_What is being asked:_ Print the line that contains "If you could pin the jersey" and every line after it through the last line of the records below, exactly as written and nothing else.

_Dataset records:_
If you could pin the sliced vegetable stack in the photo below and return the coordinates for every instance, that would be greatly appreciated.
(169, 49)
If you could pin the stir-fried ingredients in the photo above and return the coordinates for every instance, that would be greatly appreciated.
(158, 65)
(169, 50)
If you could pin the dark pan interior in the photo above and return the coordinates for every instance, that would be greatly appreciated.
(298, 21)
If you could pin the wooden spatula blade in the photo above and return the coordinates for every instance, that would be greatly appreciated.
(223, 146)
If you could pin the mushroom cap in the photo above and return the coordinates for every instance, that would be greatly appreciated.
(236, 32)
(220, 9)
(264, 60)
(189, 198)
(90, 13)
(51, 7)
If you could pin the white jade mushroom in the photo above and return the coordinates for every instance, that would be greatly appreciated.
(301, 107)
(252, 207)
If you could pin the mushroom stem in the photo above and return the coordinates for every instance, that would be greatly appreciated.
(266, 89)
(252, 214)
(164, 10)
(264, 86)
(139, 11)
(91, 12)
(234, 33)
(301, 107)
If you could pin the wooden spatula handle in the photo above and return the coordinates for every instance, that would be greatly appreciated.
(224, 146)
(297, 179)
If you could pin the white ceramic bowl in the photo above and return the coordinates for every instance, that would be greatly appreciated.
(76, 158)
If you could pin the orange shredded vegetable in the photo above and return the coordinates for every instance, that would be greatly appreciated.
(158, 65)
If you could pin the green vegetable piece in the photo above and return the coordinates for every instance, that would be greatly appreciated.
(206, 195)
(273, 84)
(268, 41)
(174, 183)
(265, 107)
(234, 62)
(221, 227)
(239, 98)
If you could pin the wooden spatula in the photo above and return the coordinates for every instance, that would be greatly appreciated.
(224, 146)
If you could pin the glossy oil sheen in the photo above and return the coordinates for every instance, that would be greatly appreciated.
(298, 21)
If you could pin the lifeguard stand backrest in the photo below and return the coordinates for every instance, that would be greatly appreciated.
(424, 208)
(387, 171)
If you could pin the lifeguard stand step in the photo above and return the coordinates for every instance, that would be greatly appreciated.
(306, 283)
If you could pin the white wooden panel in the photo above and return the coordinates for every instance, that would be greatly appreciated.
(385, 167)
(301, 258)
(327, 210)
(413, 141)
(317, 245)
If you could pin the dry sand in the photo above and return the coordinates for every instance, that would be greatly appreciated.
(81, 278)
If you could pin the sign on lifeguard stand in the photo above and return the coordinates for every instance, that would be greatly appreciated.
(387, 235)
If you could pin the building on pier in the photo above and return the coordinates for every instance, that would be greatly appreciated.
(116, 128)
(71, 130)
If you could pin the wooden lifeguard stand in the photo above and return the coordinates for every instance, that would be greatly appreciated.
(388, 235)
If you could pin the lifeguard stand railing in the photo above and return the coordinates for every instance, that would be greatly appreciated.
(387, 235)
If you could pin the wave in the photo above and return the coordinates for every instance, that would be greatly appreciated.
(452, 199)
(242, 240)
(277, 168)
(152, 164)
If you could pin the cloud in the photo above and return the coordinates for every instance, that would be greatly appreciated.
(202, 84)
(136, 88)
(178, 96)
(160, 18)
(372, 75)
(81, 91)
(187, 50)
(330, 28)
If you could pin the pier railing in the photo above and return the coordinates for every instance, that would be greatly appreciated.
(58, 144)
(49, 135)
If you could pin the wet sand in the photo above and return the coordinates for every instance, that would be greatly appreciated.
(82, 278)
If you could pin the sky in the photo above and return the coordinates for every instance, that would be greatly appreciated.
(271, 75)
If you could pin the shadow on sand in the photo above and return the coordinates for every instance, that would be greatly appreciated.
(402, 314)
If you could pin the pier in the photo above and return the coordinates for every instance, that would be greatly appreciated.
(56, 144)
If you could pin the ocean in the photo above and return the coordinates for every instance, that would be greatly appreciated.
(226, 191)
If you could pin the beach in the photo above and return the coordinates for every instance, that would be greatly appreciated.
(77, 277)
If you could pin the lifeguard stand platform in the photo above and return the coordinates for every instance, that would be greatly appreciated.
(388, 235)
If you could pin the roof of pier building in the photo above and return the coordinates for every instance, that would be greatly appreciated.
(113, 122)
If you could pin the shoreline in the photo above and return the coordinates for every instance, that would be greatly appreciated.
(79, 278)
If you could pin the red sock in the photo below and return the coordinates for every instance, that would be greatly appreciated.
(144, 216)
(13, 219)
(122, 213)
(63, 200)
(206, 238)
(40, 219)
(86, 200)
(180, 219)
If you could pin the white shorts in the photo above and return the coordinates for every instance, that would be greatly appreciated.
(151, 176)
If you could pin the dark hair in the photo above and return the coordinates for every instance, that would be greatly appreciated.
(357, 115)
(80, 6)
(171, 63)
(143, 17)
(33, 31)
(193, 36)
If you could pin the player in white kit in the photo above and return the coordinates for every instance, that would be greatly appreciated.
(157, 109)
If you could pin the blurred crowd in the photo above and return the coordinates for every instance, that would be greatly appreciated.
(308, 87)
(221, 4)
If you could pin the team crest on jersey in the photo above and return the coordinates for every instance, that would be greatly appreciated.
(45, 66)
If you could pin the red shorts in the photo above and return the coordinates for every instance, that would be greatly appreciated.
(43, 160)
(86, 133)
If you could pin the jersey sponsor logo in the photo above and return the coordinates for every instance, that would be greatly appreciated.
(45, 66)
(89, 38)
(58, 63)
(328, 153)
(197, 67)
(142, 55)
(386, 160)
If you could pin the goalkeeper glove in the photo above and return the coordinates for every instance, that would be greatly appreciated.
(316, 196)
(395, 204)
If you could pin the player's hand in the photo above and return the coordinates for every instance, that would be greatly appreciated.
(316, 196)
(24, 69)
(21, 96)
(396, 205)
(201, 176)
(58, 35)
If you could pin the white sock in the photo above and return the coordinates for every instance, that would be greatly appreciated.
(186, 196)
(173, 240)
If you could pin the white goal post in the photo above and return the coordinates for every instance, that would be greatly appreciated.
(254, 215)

_Task answer:_
If you could pin the jersey sponsor logo in the photo above and return the coordinates for every instance, that would be greatly appreciated.
(45, 66)
(89, 38)
(58, 63)
(328, 153)
(197, 67)
(142, 55)
(386, 160)
If you could pin the goalkeeper glove in the photo above and return the coordinates for every instance, that would be greatly appreciated.
(316, 196)
(395, 204)
If you could pin the player's hand in the photo above and return the coordinates for every instance, that would be greatly appreciated.
(316, 196)
(24, 69)
(21, 96)
(396, 205)
(201, 176)
(58, 35)
If you could pin the white sock in the photo above and return the coordinates for every instance, that would be greatly appreciated.
(186, 196)
(173, 240)
If you could pin the white goal post in the photo above and return the coordinates for every instance, that would be greatly appreciated.
(254, 215)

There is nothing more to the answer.